Source text |
--------------------
To our knowledge, this is the first systematic review examining the relationship between later eating rhythm and adiposity in children and adolescents. The results of this review suggested that children/adolescents who consumed relatively higher energy at later timing (around bedtime) or those who skipped the evening main meal were more likely to be overweight/obese compared with those who did not. These findings may seem contradictory . However, none of the studies focusing on evening main meal skipping adjusted for TEI. It may therefore imply that the consequence of skipping the evening main meal may be higher EI later on, around bedtime. As a result, this could increase TDEI, thereby increasing the odds of adiposity. The relationship between consumption of evening snacks and adiposity was uncertain, as no consistent associations were found (very weak statistical evidence of an association was found in the meta-analyses, but negative associations were reported in most studies of children, and no strong associations were reported in most studies of adolescents). No statistical evidence of associations between timing (eating at a later timing) and adiposity were found, although positive associations were observed in most studies that focused on children only. It was difficult to draw a definitive conclusion regarding the association between EI in the evening and adiposity, as the various studies concentrated on different eating occasions (evening main meal; evening snack; whole evening period; around bedtime) and had conflicting results; however, age differences were observed, positive associations were more likely to be seen in children than adolescents within most subsets of EI. Overall, no substantial differences were seen between the adjusted and unadjusted results; however, the level of association remains uncertain within each exposure group due to the small subsets of studies. The authors have very little confidence in these results due to the very low certainty of the evidence according to GRADE.
--------------------
Tasks for this exercise |
[a] Translate this sentence from the passage on eating rhythm and adiposity into Spanish: "The authors have very little confidence in these results due to the very low certainty of the evidence according to GRADE."
[b] According to the passage on eating rhythm and adiposity, which children and adolescents were more likely to be overweight or obese?

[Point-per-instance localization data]
--------------------
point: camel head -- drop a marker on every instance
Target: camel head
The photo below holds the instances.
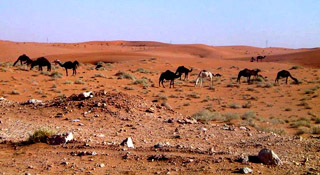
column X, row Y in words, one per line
column 56, row 61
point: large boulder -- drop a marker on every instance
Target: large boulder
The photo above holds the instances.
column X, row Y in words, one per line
column 268, row 157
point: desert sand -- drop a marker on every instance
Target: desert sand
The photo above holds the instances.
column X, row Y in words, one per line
column 282, row 117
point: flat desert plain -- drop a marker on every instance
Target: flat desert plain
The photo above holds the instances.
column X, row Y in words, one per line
column 180, row 130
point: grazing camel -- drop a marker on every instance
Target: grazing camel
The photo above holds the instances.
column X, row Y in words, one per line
column 168, row 75
column 42, row 61
column 261, row 58
column 183, row 70
column 247, row 73
column 69, row 65
column 204, row 74
column 22, row 58
column 285, row 74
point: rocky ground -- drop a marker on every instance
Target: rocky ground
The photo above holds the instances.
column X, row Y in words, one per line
column 165, row 142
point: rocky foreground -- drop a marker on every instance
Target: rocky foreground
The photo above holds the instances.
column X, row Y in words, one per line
column 117, row 133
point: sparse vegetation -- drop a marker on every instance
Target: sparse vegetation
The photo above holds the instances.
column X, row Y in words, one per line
column 40, row 135
column 78, row 82
column 206, row 116
column 123, row 75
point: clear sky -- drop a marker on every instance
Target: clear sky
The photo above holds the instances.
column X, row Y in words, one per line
column 284, row 23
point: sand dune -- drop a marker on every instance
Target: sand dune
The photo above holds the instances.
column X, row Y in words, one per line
column 113, row 51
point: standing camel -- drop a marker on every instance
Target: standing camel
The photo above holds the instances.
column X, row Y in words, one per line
column 261, row 58
column 204, row 74
column 42, row 61
column 168, row 75
column 285, row 74
column 247, row 73
column 69, row 65
column 183, row 70
column 22, row 58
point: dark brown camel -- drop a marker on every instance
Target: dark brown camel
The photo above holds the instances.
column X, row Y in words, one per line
column 248, row 73
column 168, row 75
column 285, row 74
column 42, row 61
column 22, row 58
column 183, row 70
column 261, row 58
column 69, row 65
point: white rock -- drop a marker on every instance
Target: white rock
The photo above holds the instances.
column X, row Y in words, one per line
column 268, row 157
column 127, row 142
column 33, row 101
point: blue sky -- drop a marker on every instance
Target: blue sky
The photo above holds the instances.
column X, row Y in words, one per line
column 284, row 23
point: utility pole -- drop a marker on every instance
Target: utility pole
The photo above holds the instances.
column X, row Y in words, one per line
column 266, row 43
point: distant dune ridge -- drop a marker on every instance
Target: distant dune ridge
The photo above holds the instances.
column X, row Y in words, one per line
column 114, row 51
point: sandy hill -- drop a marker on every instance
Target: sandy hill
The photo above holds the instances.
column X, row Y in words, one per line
column 112, row 51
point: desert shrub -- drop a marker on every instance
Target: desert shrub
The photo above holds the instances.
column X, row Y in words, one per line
column 268, row 129
column 15, row 92
column 247, row 105
column 186, row 104
column 142, row 82
column 300, row 123
column 68, row 82
column 228, row 117
column 234, row 106
column 141, row 70
column 166, row 104
column 296, row 67
column 206, row 116
column 301, row 131
column 288, row 109
column 250, row 115
column 40, row 135
column 78, row 82
column 56, row 75
column 162, row 97
column 99, row 75
column 123, row 75
column 316, row 130
column 128, row 88
column 193, row 95
column 45, row 73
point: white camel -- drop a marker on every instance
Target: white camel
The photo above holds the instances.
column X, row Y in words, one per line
column 204, row 74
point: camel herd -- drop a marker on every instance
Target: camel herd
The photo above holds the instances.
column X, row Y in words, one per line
column 42, row 61
column 167, row 75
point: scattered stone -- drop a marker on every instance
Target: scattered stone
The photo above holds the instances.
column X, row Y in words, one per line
column 101, row 165
column 33, row 101
column 244, row 159
column 268, row 157
column 59, row 115
column 127, row 142
column 150, row 110
column 85, row 95
column 157, row 158
column 245, row 170
column 60, row 138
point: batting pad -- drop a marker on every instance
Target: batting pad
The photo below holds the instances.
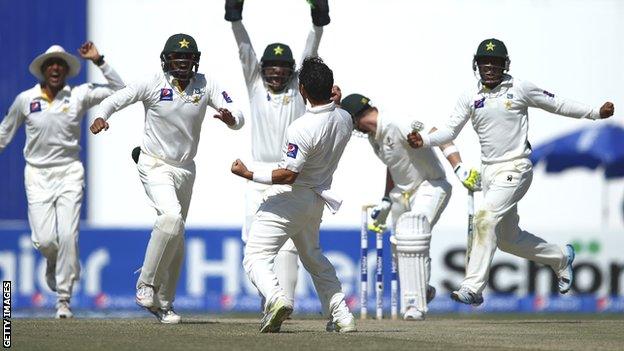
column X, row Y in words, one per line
column 166, row 235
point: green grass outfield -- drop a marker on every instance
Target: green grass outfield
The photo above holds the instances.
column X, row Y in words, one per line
column 438, row 332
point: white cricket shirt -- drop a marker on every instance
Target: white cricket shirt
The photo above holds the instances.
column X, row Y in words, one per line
column 173, row 118
column 408, row 166
column 500, row 117
column 53, row 126
column 271, row 113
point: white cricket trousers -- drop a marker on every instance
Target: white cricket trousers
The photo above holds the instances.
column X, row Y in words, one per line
column 496, row 224
column 429, row 199
column 291, row 212
column 169, row 189
column 54, row 199
column 287, row 260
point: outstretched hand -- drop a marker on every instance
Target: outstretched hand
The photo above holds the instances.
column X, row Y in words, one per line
column 336, row 95
column 98, row 125
column 233, row 10
column 414, row 139
column 225, row 116
column 607, row 110
column 88, row 51
column 320, row 12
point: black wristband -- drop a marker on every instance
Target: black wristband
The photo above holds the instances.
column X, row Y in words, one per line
column 99, row 61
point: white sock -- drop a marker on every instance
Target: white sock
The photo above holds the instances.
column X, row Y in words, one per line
column 287, row 268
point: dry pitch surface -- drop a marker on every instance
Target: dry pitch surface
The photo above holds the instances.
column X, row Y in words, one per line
column 439, row 332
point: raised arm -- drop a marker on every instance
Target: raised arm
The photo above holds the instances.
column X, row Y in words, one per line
column 469, row 177
column 246, row 53
column 449, row 131
column 320, row 17
column 227, row 110
column 11, row 123
column 119, row 100
column 540, row 98
column 95, row 93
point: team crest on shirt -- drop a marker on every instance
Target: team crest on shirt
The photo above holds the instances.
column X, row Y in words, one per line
column 292, row 150
column 551, row 95
column 479, row 103
column 417, row 126
column 35, row 106
column 166, row 94
column 226, row 97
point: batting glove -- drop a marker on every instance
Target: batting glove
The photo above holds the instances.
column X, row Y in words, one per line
column 379, row 214
column 470, row 178
column 233, row 10
column 320, row 12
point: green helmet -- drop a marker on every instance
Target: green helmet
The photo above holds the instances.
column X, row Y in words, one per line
column 185, row 67
column 277, row 66
column 491, row 48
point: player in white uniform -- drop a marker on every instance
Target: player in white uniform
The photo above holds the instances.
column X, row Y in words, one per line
column 175, row 102
column 275, row 102
column 54, row 176
column 498, row 108
column 416, row 194
column 315, row 143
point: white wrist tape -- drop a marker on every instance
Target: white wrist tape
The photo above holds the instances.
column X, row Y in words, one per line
column 263, row 177
column 450, row 150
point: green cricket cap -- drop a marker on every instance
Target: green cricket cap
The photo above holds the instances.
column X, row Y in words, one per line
column 355, row 103
column 182, row 43
column 492, row 48
column 278, row 52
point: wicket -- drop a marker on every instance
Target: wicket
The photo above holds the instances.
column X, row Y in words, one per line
column 394, row 301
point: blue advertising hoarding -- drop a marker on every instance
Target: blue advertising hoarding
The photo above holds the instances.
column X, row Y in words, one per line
column 213, row 279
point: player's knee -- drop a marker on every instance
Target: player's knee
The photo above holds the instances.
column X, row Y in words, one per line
column 413, row 233
column 170, row 224
column 485, row 224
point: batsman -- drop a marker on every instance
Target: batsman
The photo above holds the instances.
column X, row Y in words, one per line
column 498, row 106
column 416, row 194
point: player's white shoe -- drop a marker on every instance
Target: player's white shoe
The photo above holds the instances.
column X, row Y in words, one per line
column 274, row 315
column 566, row 275
column 413, row 314
column 51, row 275
column 430, row 293
column 343, row 324
column 165, row 315
column 63, row 311
column 145, row 296
column 465, row 295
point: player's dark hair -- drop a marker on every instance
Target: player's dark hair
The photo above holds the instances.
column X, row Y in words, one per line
column 316, row 78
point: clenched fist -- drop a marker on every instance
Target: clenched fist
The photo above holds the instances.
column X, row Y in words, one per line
column 98, row 125
column 607, row 110
column 225, row 116
column 414, row 139
column 239, row 168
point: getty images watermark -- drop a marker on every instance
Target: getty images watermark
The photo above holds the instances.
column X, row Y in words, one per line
column 6, row 314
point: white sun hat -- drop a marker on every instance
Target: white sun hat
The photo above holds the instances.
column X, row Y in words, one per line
column 55, row 51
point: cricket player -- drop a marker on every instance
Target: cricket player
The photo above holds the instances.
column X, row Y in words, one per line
column 416, row 194
column 498, row 108
column 175, row 102
column 315, row 143
column 275, row 102
column 54, row 175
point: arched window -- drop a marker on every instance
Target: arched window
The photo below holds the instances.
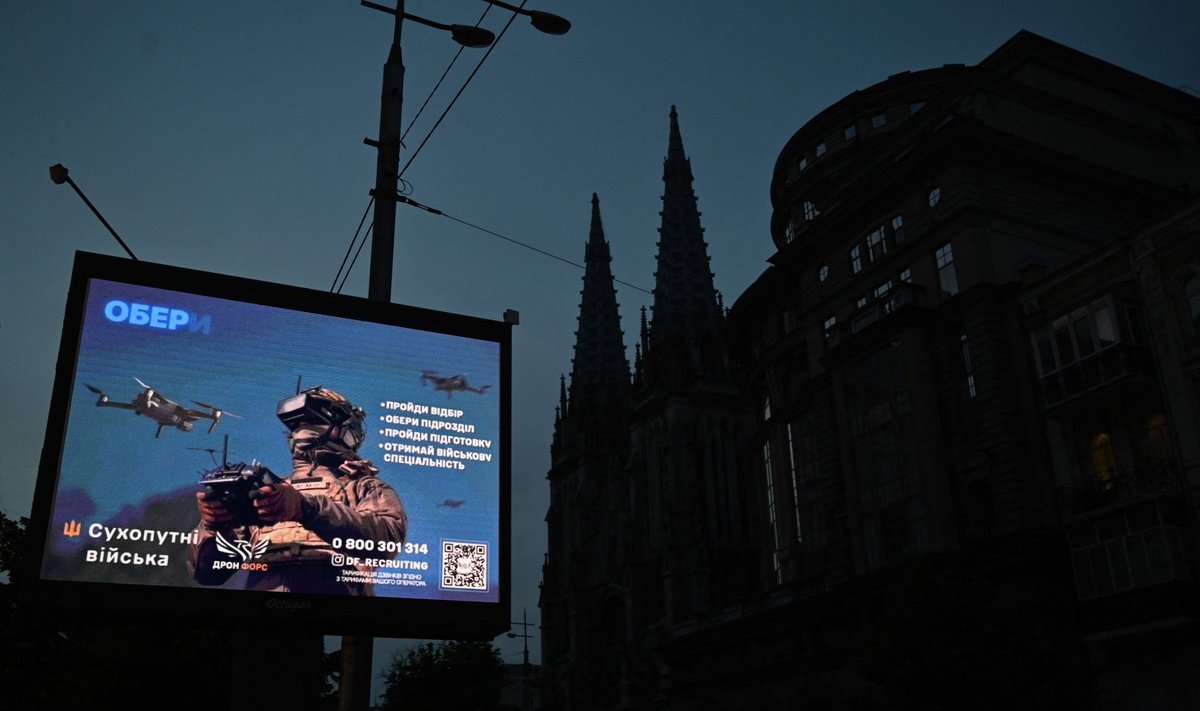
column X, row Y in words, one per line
column 1192, row 293
column 1104, row 461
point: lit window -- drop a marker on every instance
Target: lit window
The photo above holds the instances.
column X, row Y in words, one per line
column 796, row 490
column 1158, row 437
column 966, row 365
column 1192, row 291
column 772, row 512
column 875, row 245
column 1104, row 461
column 946, row 275
column 1081, row 324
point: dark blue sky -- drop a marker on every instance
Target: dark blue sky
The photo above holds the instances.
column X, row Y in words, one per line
column 228, row 137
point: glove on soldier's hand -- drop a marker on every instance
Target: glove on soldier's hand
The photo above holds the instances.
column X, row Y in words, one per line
column 279, row 502
column 213, row 512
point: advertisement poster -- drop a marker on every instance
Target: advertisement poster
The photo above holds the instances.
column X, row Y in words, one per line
column 177, row 393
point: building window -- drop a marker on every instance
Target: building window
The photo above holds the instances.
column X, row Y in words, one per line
column 947, row 276
column 876, row 245
column 1192, row 292
column 966, row 365
column 886, row 462
column 1158, row 438
column 796, row 489
column 1128, row 549
column 1083, row 333
column 898, row 233
column 772, row 519
column 1104, row 461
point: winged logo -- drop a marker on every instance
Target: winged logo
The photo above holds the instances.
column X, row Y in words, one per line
column 241, row 549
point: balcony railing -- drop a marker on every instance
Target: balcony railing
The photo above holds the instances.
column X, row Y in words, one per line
column 1127, row 484
column 904, row 294
column 1096, row 371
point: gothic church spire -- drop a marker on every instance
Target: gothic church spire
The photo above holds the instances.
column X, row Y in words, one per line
column 600, row 382
column 685, row 329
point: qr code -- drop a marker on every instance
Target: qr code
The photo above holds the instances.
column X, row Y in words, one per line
column 463, row 565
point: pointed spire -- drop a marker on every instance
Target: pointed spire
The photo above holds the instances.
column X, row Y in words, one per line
column 600, row 371
column 685, row 329
column 675, row 141
column 562, row 394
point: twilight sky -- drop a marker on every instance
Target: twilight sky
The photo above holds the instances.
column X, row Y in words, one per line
column 228, row 137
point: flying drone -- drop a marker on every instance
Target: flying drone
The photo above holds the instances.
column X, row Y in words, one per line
column 153, row 404
column 449, row 383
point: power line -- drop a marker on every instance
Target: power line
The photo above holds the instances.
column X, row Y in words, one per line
column 361, row 244
column 461, row 89
column 409, row 201
column 438, row 85
column 348, row 249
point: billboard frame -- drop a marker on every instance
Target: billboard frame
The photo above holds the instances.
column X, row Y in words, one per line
column 378, row 616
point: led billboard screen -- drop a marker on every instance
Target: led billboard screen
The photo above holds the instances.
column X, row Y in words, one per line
column 223, row 444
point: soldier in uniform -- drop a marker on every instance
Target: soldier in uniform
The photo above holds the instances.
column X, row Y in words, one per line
column 333, row 493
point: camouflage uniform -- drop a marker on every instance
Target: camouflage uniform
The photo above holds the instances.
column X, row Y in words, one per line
column 348, row 502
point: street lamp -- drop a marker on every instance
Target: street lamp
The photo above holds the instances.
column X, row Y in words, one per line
column 59, row 174
column 388, row 143
column 551, row 24
column 357, row 650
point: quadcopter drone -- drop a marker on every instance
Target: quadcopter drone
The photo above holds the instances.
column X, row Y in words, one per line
column 450, row 383
column 153, row 404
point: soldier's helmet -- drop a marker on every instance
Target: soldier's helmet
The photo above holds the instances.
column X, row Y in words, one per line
column 323, row 406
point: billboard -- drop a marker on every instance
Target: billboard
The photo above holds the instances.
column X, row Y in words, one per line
column 238, row 449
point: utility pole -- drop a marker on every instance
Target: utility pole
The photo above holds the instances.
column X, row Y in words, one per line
column 383, row 239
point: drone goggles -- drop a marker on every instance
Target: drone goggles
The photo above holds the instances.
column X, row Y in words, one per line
column 322, row 406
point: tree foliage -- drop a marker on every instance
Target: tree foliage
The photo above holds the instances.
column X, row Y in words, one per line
column 444, row 676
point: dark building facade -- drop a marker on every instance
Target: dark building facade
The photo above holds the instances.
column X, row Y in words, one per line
column 943, row 453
--------------------
Activity answers |
[a] Los autores tienen muy poca confianza en estos resultados debido a la muy baja certeza de la evidencia según GRADE.

[b] Those who consumed relatively higher energy at a later time (around bedtime) or who skipped the evening main meal were more likely to be overweight or obese.